| Task directions |
Reproduce every line of the records below, including the lines that ask for points, but shift each x and y coordinate in the answers up by 45. Leave the pictures out of your answer.

| Dataset rows |

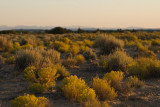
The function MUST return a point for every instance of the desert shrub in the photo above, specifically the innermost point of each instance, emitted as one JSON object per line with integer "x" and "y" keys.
{"x": 75, "y": 89}
{"x": 5, "y": 44}
{"x": 29, "y": 101}
{"x": 69, "y": 62}
{"x": 84, "y": 49}
{"x": 2, "y": 60}
{"x": 44, "y": 76}
{"x": 36, "y": 88}
{"x": 155, "y": 42}
{"x": 103, "y": 89}
{"x": 25, "y": 46}
{"x": 145, "y": 68}
{"x": 134, "y": 82}
{"x": 88, "y": 43}
{"x": 79, "y": 59}
{"x": 74, "y": 49}
{"x": 116, "y": 78}
{"x": 67, "y": 40}
{"x": 36, "y": 57}
{"x": 61, "y": 46}
{"x": 143, "y": 51}
{"x": 16, "y": 46}
{"x": 119, "y": 60}
{"x": 108, "y": 44}
{"x": 6, "y": 54}
{"x": 61, "y": 70}
{"x": 89, "y": 54}
{"x": 10, "y": 60}
{"x": 95, "y": 103}
{"x": 103, "y": 64}
{"x": 155, "y": 49}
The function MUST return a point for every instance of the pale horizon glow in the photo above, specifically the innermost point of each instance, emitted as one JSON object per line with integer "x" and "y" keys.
{"x": 89, "y": 13}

| Complete answer |
The function MUST return a point for every instance of the desert shrub in the photo above, specifically the innermost point of each instance, emitted as one JSON object per line with integer "x" and "y" keys.
{"x": 120, "y": 134}
{"x": 50, "y": 89}
{"x": 74, "y": 146}
{"x": 114, "y": 107}
{"x": 129, "y": 94}
{"x": 47, "y": 105}
{"x": 89, "y": 121}
{"x": 81, "y": 133}
{"x": 200, "y": 87}
{"x": 148, "y": 134}
{"x": 70, "y": 91}
{"x": 190, "y": 113}
{"x": 179, "y": 127}
{"x": 133, "y": 88}
{"x": 124, "y": 104}
{"x": 119, "y": 94}
{"x": 161, "y": 123}
{"x": 112, "y": 85}
{"x": 81, "y": 102}
{"x": 106, "y": 91}
{"x": 188, "y": 96}
{"x": 61, "y": 91}
{"x": 164, "y": 105}
{"x": 153, "y": 89}
{"x": 51, "y": 99}
{"x": 106, "y": 115}
{"x": 134, "y": 99}
{"x": 55, "y": 105}
{"x": 140, "y": 148}
{"x": 148, "y": 109}
{"x": 200, "y": 94}
The function MUST return a point for every instance of the pale horizon glow in the photo above, specifically the innermost point of each instance, emitted as one JSON object per line with integer "x" and "y" keys.
{"x": 134, "y": 58}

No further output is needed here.